CHALLENGE -
Locate every line in the records below that contains the word "cloud", and copy each of those lines.

Object detection data
____

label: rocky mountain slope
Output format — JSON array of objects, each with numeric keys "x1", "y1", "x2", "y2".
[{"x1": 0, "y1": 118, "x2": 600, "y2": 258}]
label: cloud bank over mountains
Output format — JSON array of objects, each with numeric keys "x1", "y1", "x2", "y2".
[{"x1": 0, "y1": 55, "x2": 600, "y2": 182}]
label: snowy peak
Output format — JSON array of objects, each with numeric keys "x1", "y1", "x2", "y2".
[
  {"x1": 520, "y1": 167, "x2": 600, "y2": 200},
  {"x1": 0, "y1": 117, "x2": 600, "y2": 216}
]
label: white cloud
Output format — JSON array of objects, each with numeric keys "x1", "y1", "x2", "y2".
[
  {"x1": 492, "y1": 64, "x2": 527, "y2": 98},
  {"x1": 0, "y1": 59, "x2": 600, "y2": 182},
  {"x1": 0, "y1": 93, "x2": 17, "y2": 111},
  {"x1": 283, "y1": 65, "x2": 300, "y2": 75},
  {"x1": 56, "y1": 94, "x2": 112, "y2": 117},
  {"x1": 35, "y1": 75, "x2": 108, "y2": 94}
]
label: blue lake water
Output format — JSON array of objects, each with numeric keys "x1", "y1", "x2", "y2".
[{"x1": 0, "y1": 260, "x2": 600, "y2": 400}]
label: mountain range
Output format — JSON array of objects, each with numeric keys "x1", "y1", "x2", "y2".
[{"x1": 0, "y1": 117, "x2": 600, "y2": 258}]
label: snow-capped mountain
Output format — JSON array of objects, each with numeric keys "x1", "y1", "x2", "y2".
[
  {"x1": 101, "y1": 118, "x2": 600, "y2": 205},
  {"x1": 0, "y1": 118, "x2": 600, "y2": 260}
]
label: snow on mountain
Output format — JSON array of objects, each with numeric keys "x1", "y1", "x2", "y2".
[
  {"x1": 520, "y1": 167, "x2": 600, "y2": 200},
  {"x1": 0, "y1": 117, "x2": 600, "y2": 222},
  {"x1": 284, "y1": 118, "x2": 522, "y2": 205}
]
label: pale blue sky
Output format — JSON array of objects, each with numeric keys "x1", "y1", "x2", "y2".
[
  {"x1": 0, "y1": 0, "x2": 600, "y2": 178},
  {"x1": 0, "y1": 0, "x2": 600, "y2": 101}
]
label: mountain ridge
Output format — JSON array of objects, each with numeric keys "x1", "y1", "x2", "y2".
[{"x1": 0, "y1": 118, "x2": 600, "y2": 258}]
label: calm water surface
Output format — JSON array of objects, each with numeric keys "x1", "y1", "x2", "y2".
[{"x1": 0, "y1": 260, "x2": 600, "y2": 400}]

____

FINISHED TASK -
label: cloud bank over mountains
label: white cloud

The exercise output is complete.